◆ EXERCISE GOAL
Please put every line of the items below into a JSON list of strings, one string per line, leaving out blank lines.

--- Begin LISTED ENTRIES ---

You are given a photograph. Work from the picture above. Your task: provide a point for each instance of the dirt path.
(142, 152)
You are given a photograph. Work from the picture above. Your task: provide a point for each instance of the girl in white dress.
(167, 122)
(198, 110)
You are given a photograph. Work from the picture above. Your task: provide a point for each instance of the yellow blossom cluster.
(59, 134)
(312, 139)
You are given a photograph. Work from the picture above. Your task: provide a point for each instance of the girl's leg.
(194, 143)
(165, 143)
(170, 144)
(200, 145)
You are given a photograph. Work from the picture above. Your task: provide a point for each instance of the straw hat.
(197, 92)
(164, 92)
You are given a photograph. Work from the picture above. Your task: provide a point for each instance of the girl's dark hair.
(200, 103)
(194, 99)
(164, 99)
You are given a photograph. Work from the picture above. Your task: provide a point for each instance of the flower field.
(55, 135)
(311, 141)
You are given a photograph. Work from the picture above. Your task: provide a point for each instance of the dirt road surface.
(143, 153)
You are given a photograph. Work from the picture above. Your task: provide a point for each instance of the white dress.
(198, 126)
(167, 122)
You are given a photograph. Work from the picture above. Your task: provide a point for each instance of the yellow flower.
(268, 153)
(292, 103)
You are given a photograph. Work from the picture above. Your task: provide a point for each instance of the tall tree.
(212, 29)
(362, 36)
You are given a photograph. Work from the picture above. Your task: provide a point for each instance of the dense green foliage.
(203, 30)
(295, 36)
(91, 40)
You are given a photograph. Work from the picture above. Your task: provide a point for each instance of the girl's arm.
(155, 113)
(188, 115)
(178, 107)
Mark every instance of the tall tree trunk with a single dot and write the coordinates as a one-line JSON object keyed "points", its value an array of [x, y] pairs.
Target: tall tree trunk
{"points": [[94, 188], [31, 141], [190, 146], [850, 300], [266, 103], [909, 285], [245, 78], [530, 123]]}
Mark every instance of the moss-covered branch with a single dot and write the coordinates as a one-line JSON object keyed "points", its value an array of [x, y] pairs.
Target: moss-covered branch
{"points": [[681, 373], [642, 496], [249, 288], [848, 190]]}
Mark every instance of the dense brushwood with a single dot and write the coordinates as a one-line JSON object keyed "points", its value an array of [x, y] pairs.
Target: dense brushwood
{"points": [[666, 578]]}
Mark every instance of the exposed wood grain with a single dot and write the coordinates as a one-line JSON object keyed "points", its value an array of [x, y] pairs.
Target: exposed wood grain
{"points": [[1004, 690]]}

--- End LISTED ENTRIES ---

◆ RESULT OF THIS EXERCISE
[
  "You are given a photograph. Work from the picture above. Your task: provide a point for each instance of the dirt path.",
  "(142, 152)",
  "You are given a photograph. Work from the picture above. Your task: provide a point for each instance of the girl in white dress.",
  "(167, 122)",
  "(198, 110)",
  "You are given a photograph. Work from the picture above. Your task: provide a point for each instance of the yellow blossom cluster.",
  "(59, 134)",
  "(312, 139)",
  "You are given a photograph. Work from the picture above. Your task: provide a point for each instance of the girl's leg.",
  "(194, 143)",
  "(165, 143)",
  "(170, 144)",
  "(200, 145)",
  "You are given a photograph. Work from the picture above. Your task: provide a point for each instance of the straw hat.",
  "(197, 92)",
  "(164, 92)",
  "You are given a photograph. Work from the picture above. Your task: provide a point for each instance of the girl's dark hair.",
  "(200, 103)",
  "(194, 99)",
  "(164, 99)",
  "You are given a photograph. Work from the picture above. Your task: provide a point for each instance of the flower field.",
  "(55, 135)",
  "(311, 141)",
  "You are given a photograph. Work from the picture above. Your task: provide a point for each instance of the dirt road surface.",
  "(143, 153)",
  "You are given a photograph. Work from the picture above. Your task: provide a point for each instance of the white dress.",
  "(198, 126)",
  "(167, 122)",
  "You are given a photograph. Work from the picture above. Your task: provide a point for each instance of the yellow flower.",
  "(268, 153)",
  "(292, 103)",
  "You are given a photograph. Work from the picture above. Your task: provide a point for each instance of the tall tree.",
  "(212, 29)",
  "(362, 36)",
  "You are given a photograph. Work from the picture above. Your task: provide a point for each instance of the dense green foliage.",
  "(203, 30)",
  "(295, 36)",
  "(91, 40)",
  "You are given a photograph. Work from the picture above. Your task: provide a point for each instance of the girl's arm.",
  "(155, 113)",
  "(188, 115)",
  "(178, 107)",
  "Mark every instance of the tall tree trunk with a single dot and write the coordinates as a one-line JSON object keyed \"points\", its value an array of [x, y] pairs.",
  "Target: tall tree trunk",
  "{\"points\": [[94, 188], [31, 141], [190, 146], [850, 300], [266, 103], [909, 285], [245, 78], [530, 123]]}",
  "Mark every instance of the moss-covered branch with a single dot and write the coordinates as a one-line JSON object keyed \"points\", its value an array of [x, y] pairs.",
  "Target: moss-covered branch",
  "{\"points\": [[681, 373], [642, 496], [249, 288], [848, 190]]}",
  "Mark every instance of the dense brushwood with a single dot and write the coordinates as a one-line JSON object keyed \"points\", its value an array of [x, y] pairs.",
  "Target: dense brushwood",
  "{\"points\": [[666, 578]]}",
  "Mark every instance of the exposed wood grain with a single dot and write the coordinates as a one-line JSON object keyed \"points\", its value an array of [x, y] pairs.",
  "Target: exposed wood grain",
  "{\"points\": [[1004, 690]]}"
]